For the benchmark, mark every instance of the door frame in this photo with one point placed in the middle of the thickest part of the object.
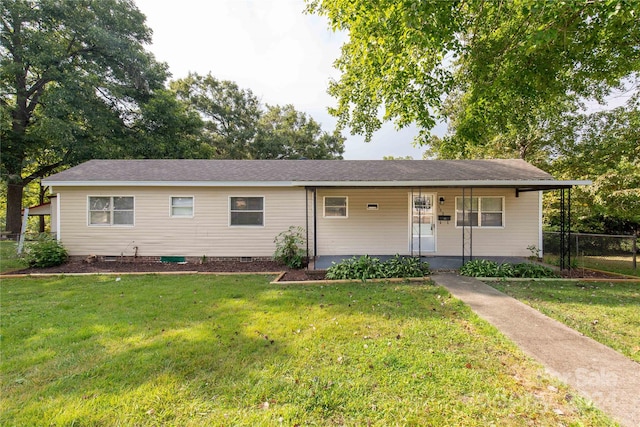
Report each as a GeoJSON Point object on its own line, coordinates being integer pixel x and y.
{"type": "Point", "coordinates": [433, 214]}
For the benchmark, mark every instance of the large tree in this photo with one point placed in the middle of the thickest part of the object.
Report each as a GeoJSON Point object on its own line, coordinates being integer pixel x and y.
{"type": "Point", "coordinates": [505, 58]}
{"type": "Point", "coordinates": [72, 76]}
{"type": "Point", "coordinates": [285, 133]}
{"type": "Point", "coordinates": [230, 114]}
{"type": "Point", "coordinates": [237, 126]}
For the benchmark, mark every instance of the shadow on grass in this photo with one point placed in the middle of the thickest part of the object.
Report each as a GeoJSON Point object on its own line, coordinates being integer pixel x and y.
{"type": "Point", "coordinates": [612, 294]}
{"type": "Point", "coordinates": [236, 350]}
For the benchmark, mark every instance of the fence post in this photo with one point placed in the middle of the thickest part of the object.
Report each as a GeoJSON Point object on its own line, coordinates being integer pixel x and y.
{"type": "Point", "coordinates": [635, 251]}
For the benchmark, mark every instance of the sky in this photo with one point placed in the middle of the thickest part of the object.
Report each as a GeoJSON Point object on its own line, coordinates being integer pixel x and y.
{"type": "Point", "coordinates": [272, 47]}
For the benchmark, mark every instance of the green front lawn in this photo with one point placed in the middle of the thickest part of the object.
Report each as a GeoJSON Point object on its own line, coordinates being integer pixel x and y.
{"type": "Point", "coordinates": [615, 264]}
{"type": "Point", "coordinates": [236, 350]}
{"type": "Point", "coordinates": [607, 312]}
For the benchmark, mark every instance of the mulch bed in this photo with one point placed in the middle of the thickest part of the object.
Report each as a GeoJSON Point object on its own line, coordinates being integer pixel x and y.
{"type": "Point", "coordinates": [79, 266]}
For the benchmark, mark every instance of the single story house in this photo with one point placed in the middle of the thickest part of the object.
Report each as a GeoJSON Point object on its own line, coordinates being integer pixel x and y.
{"type": "Point", "coordinates": [235, 208]}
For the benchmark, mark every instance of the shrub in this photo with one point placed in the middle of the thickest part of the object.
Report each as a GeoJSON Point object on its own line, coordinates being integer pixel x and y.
{"type": "Point", "coordinates": [400, 266]}
{"type": "Point", "coordinates": [46, 252]}
{"type": "Point", "coordinates": [290, 247]}
{"type": "Point", "coordinates": [486, 268]}
{"type": "Point", "coordinates": [366, 267]}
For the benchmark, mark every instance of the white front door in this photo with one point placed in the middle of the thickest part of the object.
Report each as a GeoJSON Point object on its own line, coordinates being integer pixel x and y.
{"type": "Point", "coordinates": [423, 229]}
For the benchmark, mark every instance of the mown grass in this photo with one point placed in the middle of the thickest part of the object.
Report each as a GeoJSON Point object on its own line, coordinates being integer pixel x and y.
{"type": "Point", "coordinates": [236, 350]}
{"type": "Point", "coordinates": [9, 259]}
{"type": "Point", "coordinates": [614, 264]}
{"type": "Point", "coordinates": [607, 312]}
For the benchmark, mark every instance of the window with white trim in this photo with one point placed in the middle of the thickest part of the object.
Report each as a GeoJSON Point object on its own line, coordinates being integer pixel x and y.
{"type": "Point", "coordinates": [246, 211]}
{"type": "Point", "coordinates": [480, 211]}
{"type": "Point", "coordinates": [335, 207]}
{"type": "Point", "coordinates": [111, 210]}
{"type": "Point", "coordinates": [182, 206]}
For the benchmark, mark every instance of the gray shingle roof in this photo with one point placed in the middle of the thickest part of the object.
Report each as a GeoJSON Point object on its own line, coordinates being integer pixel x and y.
{"type": "Point", "coordinates": [299, 171]}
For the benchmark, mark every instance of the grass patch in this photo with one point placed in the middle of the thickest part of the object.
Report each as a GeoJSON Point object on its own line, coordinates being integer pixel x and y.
{"type": "Point", "coordinates": [606, 312]}
{"type": "Point", "coordinates": [615, 264]}
{"type": "Point", "coordinates": [9, 259]}
{"type": "Point", "coordinates": [236, 350]}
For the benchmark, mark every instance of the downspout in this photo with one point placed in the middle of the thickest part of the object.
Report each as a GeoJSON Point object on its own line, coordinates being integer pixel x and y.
{"type": "Point", "coordinates": [540, 236]}
{"type": "Point", "coordinates": [315, 225]}
{"type": "Point", "coordinates": [306, 220]}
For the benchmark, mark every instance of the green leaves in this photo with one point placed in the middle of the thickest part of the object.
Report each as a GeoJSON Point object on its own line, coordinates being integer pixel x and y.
{"type": "Point", "coordinates": [290, 247]}
{"type": "Point", "coordinates": [487, 268]}
{"type": "Point", "coordinates": [46, 252]}
{"type": "Point", "coordinates": [72, 78]}
{"type": "Point", "coordinates": [367, 267]}
{"type": "Point", "coordinates": [236, 126]}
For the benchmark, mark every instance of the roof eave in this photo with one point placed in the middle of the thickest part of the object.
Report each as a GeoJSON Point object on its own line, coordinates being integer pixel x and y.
{"type": "Point", "coordinates": [533, 184]}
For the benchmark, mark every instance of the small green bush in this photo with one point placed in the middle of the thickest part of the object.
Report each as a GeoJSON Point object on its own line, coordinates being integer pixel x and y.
{"type": "Point", "coordinates": [366, 267]}
{"type": "Point", "coordinates": [486, 268]}
{"type": "Point", "coordinates": [46, 252]}
{"type": "Point", "coordinates": [290, 247]}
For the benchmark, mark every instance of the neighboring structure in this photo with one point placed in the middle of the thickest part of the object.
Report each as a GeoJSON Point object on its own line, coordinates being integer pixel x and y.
{"type": "Point", "coordinates": [235, 208]}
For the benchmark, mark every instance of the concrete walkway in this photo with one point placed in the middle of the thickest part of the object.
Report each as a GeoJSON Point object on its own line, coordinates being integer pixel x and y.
{"type": "Point", "coordinates": [597, 372]}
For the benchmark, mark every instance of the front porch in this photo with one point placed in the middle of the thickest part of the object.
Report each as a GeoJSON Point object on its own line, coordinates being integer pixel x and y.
{"type": "Point", "coordinates": [435, 262]}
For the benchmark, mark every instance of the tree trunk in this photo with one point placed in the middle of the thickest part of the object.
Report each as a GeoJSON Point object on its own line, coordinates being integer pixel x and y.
{"type": "Point", "coordinates": [14, 207]}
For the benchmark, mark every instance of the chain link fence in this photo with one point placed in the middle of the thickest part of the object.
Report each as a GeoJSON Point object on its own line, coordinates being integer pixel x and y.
{"type": "Point", "coordinates": [599, 251]}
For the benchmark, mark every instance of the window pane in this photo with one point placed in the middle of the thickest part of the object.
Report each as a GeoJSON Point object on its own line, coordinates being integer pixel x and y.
{"type": "Point", "coordinates": [238, 203]}
{"type": "Point", "coordinates": [182, 201]}
{"type": "Point", "coordinates": [123, 217]}
{"type": "Point", "coordinates": [99, 203]}
{"type": "Point", "coordinates": [491, 204]}
{"type": "Point", "coordinates": [492, 220]}
{"type": "Point", "coordinates": [422, 202]}
{"type": "Point", "coordinates": [182, 211]}
{"type": "Point", "coordinates": [255, 203]}
{"type": "Point", "coordinates": [246, 218]}
{"type": "Point", "coordinates": [335, 201]}
{"type": "Point", "coordinates": [123, 203]}
{"type": "Point", "coordinates": [100, 218]}
{"type": "Point", "coordinates": [473, 222]}
{"type": "Point", "coordinates": [247, 203]}
{"type": "Point", "coordinates": [335, 211]}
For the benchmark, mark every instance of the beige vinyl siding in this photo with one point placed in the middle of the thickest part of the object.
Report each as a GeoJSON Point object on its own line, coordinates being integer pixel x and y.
{"type": "Point", "coordinates": [375, 232]}
{"type": "Point", "coordinates": [521, 225]}
{"type": "Point", "coordinates": [386, 231]}
{"type": "Point", "coordinates": [156, 233]}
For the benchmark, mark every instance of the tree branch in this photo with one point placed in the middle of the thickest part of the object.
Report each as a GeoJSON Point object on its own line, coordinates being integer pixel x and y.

____

**WHAT TO DO**
Starting at the line that contains "For the benchmark, mark every instance of the beige" and running to the end of the items, write those lines out again, switching "tree branch" to "tree limb" and keeping everything else the same.

**REPLY**
For the benchmark, mark every instance of the beige vinyl siding in this photo with one point placed in the middle of the thickest part of the object.
Report each as a GeoJSON Point object on its own line, coordinates being integer pixel x and y.
{"type": "Point", "coordinates": [375, 232]}
{"type": "Point", "coordinates": [521, 225]}
{"type": "Point", "coordinates": [386, 231]}
{"type": "Point", "coordinates": [156, 233]}
For the benchmark, mark every instance of the tree limb in this photo with one point placed in the middle of the thickest part of the object.
Report each as a GeoJSON Point object on its own line, coordinates being integer pixel x and y.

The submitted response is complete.